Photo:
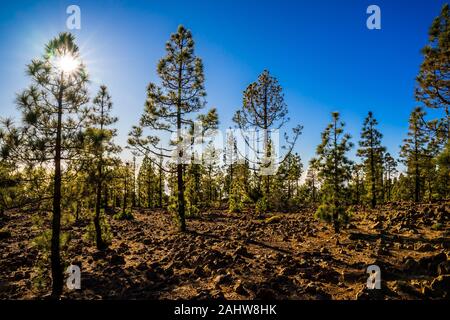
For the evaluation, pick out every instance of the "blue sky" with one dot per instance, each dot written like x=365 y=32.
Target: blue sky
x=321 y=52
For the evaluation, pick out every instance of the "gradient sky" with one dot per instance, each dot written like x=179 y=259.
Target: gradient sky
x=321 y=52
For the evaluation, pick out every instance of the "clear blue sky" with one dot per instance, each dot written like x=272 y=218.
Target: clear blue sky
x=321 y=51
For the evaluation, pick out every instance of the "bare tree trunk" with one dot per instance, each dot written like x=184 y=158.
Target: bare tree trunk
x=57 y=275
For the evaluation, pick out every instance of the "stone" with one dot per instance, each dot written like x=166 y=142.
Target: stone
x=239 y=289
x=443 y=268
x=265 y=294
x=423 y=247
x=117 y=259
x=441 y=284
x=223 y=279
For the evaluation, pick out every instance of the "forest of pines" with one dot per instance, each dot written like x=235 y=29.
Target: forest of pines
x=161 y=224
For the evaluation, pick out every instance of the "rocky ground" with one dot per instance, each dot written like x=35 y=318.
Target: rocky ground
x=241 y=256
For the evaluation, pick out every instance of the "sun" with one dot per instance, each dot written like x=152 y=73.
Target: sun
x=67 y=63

○ ○ ○ ○

Rewrite all the records above with every "pick out" changed to "mark" and everything else left unchanged. Leave the pictures out of your answer.

(RESPONSE TO THIS TASK)
Photo:
For the evaluation, mark every instance of the "blue sky" with one dot per instance, each dot written like x=365 y=32.
Target: blue sky
x=321 y=52
For the evaluation, mark every instance of the "gradient sky" with one dot per instance, each dot written like x=179 y=259.
Target: gradient sky
x=321 y=52
For the evaluation, mark every instance of the "clear blue sky" with one dot per instance, each dot written like x=272 y=218.
Target: clear blue sky
x=321 y=51
For the evaluation, mark every instance of the "bare tree trunk" with one dot per instance, each dot written like x=184 y=158.
Target: bare tree trunk
x=57 y=275
For the evaluation, mark every instance of the "stone" with one dot per instance, each dot written like x=166 y=142.
Target: stone
x=239 y=289
x=443 y=268
x=265 y=294
x=423 y=247
x=117 y=259
x=441 y=284
x=223 y=279
For the evaluation, mark every instance of the "forest of pines" with one dot per instance, each dot written like x=235 y=29.
Target: forest of pines
x=161 y=224
For the evaluation, mark every instance of the "rocky ground" with one dot per instance, each dot written like x=35 y=318.
Target: rocky ground
x=241 y=256
For the evaluation, mark every instance of the "sun" with one dot per instance, each dot written like x=152 y=73.
Target: sun
x=67 y=63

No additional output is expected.